RECORD EXTRACTS »
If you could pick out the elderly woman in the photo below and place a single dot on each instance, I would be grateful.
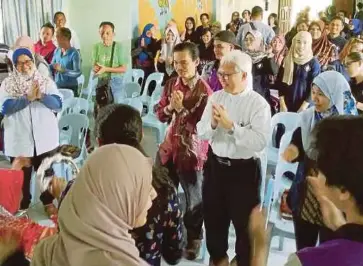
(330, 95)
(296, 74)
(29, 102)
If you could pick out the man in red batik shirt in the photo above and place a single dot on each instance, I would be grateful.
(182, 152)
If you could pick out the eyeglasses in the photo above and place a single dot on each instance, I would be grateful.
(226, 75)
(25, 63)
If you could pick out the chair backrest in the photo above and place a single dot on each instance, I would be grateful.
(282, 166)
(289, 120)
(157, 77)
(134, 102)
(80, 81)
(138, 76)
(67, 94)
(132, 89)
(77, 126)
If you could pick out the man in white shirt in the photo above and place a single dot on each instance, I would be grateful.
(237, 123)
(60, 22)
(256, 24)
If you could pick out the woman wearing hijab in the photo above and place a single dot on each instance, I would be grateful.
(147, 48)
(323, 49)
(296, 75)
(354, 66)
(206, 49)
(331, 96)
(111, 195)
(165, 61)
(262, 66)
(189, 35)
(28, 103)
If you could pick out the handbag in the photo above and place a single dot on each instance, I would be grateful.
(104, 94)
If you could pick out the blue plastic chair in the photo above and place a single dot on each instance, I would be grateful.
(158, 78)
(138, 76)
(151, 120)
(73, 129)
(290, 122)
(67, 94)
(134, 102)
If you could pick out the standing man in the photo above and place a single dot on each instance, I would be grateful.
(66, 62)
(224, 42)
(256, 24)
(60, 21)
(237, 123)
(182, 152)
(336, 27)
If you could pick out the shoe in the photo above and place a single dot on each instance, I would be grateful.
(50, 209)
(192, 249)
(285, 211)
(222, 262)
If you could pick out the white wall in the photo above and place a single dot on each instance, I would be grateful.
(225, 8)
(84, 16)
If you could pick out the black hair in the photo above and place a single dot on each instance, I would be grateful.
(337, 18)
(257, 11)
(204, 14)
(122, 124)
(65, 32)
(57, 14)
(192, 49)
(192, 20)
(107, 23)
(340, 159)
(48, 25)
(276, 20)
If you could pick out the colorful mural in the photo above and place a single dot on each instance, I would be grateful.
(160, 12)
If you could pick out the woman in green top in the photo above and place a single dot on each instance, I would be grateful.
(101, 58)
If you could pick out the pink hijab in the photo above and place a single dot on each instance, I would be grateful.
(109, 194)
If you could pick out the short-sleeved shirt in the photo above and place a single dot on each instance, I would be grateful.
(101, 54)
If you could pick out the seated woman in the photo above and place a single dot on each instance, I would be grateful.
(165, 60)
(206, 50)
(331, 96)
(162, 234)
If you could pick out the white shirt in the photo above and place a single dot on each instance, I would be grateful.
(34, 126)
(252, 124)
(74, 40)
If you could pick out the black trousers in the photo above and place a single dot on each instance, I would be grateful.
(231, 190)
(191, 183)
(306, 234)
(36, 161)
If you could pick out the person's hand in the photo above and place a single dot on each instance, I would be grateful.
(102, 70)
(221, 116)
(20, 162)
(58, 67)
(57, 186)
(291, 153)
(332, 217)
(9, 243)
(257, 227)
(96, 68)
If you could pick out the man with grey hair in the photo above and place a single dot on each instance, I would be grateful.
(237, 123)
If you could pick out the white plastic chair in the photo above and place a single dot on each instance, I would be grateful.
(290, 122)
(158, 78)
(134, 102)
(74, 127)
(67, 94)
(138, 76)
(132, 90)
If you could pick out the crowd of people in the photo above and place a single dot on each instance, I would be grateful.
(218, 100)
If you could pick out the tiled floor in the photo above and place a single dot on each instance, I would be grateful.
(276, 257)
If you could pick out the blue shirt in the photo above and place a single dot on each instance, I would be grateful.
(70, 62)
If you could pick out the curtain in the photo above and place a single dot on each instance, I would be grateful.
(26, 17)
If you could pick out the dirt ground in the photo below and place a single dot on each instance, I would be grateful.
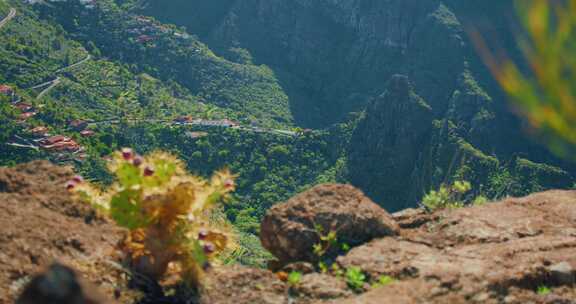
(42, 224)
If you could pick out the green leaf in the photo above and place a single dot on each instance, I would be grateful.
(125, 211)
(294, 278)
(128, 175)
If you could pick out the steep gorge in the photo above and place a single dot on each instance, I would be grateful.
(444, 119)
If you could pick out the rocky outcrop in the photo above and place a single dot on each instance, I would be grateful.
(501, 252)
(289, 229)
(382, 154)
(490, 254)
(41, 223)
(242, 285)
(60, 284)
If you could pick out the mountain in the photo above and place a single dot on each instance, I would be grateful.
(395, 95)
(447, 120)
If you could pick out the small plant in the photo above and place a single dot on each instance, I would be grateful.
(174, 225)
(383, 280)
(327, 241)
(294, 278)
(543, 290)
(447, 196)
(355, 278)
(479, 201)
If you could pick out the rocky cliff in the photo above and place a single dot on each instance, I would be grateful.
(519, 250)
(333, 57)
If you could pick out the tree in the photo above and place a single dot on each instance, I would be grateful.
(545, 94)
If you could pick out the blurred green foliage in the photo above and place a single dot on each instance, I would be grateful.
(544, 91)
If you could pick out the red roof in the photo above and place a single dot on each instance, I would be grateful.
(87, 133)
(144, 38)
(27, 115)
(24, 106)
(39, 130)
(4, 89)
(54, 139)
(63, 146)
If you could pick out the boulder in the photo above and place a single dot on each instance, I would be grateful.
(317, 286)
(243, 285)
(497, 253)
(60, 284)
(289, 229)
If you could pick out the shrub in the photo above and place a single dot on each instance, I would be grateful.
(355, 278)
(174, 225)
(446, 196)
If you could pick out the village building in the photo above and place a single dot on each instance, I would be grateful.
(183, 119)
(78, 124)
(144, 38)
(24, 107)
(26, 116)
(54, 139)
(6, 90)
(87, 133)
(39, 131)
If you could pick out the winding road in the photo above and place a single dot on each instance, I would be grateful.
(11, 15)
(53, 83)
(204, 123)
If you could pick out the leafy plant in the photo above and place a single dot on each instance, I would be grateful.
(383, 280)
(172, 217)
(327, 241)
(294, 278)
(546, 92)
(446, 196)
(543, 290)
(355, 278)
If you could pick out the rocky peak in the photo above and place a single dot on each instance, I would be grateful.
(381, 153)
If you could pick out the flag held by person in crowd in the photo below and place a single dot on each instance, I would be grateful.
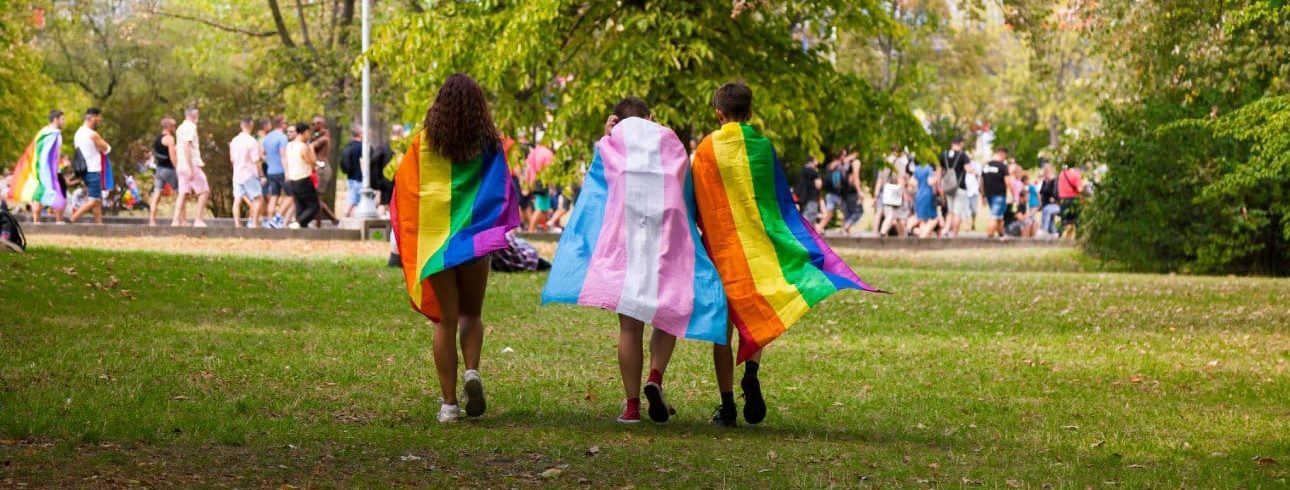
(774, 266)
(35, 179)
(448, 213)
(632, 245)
==
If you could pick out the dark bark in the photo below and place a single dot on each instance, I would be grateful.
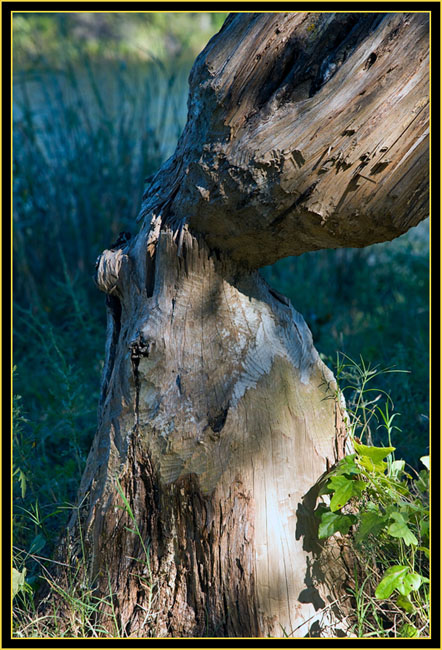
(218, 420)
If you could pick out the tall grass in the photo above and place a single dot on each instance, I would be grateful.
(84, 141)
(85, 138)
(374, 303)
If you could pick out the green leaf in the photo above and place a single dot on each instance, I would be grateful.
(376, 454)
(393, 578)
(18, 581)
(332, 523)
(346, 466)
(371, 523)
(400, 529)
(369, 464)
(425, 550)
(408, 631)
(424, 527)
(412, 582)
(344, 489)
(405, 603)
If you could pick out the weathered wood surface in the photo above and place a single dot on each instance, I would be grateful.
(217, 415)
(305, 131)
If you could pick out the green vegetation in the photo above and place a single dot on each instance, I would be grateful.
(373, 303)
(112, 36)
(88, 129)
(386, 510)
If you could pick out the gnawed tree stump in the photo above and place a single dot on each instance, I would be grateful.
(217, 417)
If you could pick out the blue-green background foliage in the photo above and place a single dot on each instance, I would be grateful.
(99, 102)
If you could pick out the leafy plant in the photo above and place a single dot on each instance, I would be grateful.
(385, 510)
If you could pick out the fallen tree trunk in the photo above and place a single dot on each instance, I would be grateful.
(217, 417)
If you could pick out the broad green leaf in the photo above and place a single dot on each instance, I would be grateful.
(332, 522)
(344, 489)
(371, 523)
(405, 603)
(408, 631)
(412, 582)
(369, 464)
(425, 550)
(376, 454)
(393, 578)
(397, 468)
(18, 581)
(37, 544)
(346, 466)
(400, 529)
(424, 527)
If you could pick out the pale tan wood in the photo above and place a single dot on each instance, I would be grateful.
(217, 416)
---
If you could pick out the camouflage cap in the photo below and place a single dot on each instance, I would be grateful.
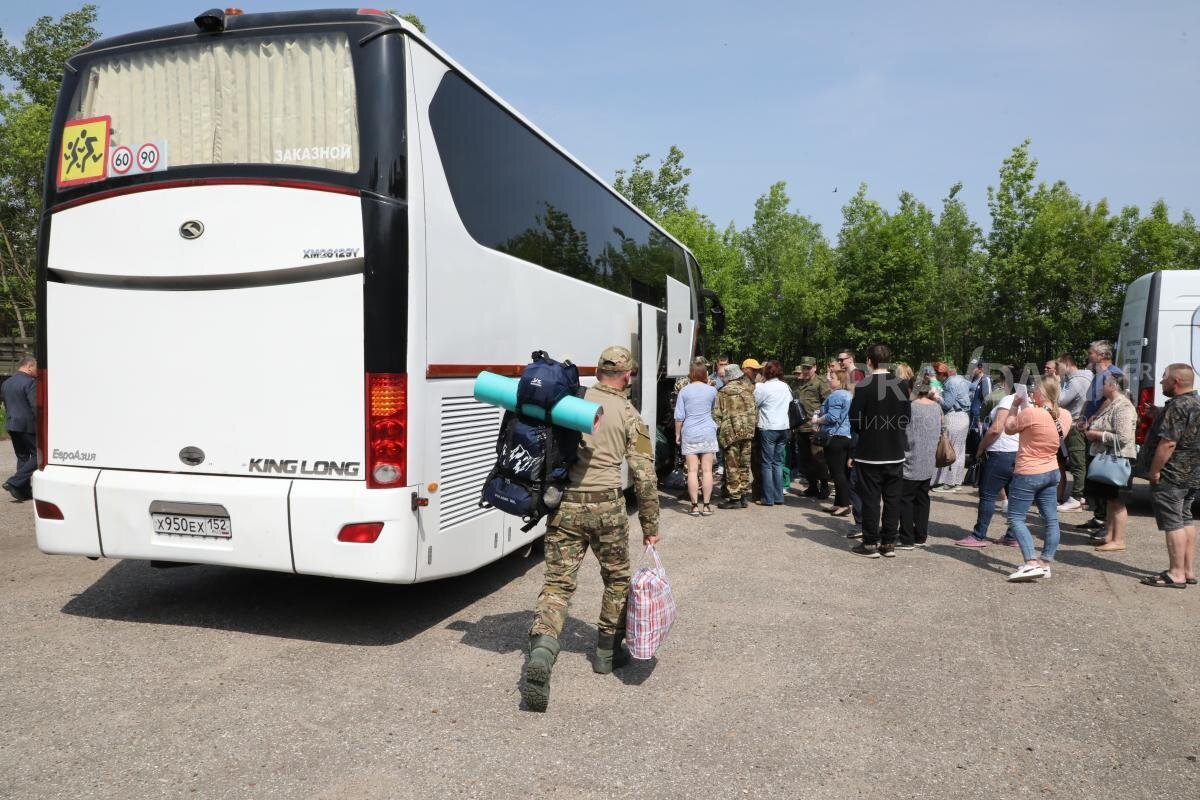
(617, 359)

REQUIRED WORK »
How many lines in the items above contain the word "black"? Reply with the number alone.

WORKED ANSWER »
2